--- Input data ---
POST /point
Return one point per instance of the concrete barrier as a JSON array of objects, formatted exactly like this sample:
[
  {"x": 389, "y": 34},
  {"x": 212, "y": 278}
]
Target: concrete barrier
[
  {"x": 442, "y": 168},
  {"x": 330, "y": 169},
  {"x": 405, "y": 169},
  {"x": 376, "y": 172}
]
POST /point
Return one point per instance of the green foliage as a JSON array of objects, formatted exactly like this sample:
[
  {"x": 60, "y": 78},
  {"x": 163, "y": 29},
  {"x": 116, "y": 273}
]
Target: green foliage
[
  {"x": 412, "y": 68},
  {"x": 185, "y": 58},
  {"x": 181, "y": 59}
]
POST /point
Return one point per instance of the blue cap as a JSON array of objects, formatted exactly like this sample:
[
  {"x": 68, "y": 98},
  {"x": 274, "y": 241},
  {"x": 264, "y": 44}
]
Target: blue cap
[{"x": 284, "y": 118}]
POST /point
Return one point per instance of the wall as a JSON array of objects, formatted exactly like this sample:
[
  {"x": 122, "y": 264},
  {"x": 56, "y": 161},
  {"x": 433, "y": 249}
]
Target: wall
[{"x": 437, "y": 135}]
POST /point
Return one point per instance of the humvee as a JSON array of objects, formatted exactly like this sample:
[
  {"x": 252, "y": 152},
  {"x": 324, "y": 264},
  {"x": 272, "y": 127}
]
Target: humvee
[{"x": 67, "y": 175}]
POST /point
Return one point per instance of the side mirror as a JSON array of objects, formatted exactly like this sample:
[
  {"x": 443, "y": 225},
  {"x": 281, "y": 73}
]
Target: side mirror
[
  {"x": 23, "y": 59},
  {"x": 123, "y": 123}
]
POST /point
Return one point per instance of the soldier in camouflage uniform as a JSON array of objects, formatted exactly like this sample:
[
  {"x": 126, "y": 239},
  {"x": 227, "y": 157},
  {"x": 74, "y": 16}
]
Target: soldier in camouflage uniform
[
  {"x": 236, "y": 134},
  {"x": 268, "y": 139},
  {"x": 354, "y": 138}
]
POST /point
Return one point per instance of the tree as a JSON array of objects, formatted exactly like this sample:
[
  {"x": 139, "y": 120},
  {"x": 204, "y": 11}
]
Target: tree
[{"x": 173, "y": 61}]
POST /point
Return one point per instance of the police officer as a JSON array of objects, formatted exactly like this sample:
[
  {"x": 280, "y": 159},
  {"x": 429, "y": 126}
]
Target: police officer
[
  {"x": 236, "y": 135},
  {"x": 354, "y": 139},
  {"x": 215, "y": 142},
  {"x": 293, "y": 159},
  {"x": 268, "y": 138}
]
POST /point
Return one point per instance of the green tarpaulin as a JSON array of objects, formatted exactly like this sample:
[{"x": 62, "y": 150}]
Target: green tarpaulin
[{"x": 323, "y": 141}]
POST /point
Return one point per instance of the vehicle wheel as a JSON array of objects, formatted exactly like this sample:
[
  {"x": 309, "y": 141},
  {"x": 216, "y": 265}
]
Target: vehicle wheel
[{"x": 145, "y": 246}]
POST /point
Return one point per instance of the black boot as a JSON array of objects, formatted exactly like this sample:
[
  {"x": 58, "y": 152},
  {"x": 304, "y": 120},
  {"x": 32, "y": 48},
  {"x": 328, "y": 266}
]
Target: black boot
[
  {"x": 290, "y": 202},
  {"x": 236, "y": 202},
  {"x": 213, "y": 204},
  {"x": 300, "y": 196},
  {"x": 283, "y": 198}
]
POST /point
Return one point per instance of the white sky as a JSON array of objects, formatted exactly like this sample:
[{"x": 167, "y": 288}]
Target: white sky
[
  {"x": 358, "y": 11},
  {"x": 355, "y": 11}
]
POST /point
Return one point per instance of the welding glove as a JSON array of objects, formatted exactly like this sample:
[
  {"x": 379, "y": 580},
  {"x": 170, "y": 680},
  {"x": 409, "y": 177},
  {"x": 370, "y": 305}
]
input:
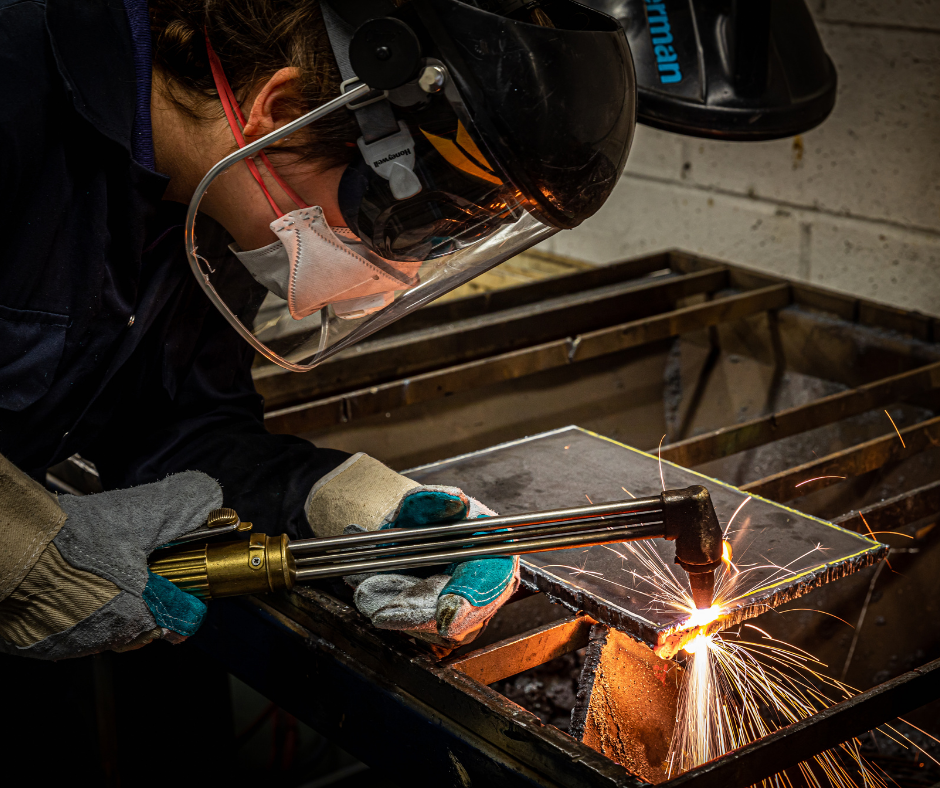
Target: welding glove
[
  {"x": 445, "y": 608},
  {"x": 73, "y": 571}
]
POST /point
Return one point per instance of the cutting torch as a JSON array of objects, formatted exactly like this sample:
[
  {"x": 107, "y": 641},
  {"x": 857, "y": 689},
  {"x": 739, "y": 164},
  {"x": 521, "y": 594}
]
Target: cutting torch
[{"x": 266, "y": 563}]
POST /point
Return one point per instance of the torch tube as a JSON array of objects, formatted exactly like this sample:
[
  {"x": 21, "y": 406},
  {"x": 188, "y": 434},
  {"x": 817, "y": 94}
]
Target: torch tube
[
  {"x": 508, "y": 548},
  {"x": 650, "y": 508},
  {"x": 392, "y": 547}
]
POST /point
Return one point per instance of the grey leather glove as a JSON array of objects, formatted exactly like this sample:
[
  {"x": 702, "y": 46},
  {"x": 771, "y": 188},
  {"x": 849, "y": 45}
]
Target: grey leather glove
[
  {"x": 88, "y": 587},
  {"x": 445, "y": 609}
]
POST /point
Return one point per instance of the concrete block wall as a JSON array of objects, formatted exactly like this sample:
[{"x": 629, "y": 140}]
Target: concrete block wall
[{"x": 853, "y": 204}]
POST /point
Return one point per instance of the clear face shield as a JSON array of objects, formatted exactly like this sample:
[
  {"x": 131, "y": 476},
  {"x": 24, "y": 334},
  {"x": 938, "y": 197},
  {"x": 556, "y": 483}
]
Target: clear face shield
[{"x": 428, "y": 205}]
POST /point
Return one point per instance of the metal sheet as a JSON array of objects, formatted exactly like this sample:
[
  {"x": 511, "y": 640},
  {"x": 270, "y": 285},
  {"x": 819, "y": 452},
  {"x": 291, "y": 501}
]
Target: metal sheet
[{"x": 783, "y": 552}]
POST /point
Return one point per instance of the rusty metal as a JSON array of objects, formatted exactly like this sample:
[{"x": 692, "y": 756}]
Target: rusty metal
[
  {"x": 628, "y": 700},
  {"x": 518, "y": 653},
  {"x": 520, "y": 363},
  {"x": 680, "y": 321},
  {"x": 853, "y": 461},
  {"x": 792, "y": 421},
  {"x": 399, "y": 353}
]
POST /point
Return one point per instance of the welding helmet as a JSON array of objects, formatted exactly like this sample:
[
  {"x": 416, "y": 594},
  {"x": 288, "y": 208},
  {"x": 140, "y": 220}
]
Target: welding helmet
[{"x": 486, "y": 126}]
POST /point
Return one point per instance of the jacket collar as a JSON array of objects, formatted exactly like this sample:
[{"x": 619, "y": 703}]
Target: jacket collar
[{"x": 91, "y": 41}]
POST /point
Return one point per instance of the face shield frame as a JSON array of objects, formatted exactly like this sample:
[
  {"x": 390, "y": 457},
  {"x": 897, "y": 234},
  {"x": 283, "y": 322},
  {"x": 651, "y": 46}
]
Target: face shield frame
[{"x": 526, "y": 223}]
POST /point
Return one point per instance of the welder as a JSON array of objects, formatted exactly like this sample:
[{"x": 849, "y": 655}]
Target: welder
[{"x": 459, "y": 133}]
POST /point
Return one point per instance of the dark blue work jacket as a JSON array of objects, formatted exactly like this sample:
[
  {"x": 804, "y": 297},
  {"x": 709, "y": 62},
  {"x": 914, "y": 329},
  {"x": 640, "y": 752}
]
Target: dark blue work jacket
[{"x": 108, "y": 347}]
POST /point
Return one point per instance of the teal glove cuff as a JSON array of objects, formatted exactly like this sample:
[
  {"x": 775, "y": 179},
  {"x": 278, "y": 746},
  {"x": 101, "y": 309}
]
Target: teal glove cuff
[
  {"x": 482, "y": 581},
  {"x": 171, "y": 608},
  {"x": 425, "y": 506}
]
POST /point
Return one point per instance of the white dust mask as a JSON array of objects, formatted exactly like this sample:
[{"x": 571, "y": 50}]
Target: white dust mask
[{"x": 312, "y": 265}]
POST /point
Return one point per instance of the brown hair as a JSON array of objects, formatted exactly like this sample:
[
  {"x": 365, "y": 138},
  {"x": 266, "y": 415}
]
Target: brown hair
[{"x": 253, "y": 39}]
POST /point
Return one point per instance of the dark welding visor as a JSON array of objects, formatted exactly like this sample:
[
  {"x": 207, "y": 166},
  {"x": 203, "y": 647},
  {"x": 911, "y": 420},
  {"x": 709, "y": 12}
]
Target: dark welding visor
[{"x": 529, "y": 116}]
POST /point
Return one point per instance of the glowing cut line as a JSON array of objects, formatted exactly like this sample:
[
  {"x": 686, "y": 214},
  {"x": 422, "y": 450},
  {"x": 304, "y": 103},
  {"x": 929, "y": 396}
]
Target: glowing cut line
[{"x": 817, "y": 478}]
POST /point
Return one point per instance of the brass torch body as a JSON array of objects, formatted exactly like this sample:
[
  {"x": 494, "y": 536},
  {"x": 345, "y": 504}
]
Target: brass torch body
[{"x": 261, "y": 565}]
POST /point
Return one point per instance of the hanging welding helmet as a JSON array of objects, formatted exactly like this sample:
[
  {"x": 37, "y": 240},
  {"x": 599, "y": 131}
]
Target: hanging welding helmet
[{"x": 486, "y": 126}]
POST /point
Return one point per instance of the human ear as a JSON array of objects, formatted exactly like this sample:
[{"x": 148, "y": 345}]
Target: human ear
[{"x": 275, "y": 104}]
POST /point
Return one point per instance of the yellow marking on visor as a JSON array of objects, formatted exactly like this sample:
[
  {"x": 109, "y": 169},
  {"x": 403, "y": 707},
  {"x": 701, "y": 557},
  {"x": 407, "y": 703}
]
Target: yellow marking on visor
[{"x": 463, "y": 154}]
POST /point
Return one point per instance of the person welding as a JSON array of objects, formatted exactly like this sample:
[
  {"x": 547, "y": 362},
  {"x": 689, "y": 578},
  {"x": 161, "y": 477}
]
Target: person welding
[{"x": 406, "y": 147}]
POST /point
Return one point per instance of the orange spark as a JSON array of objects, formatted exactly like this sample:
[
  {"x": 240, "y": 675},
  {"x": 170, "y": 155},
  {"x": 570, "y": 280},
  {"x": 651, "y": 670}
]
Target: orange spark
[
  {"x": 872, "y": 535},
  {"x": 726, "y": 556},
  {"x": 661, "y": 477},
  {"x": 903, "y": 446}
]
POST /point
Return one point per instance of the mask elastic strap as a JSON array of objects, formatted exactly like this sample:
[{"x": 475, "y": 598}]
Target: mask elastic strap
[{"x": 233, "y": 111}]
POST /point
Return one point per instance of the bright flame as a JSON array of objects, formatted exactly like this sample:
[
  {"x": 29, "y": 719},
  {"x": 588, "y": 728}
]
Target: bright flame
---
# Written task
How many lines in the rows above contain the string "wall"? Reply with the number alone.

# Full answer
4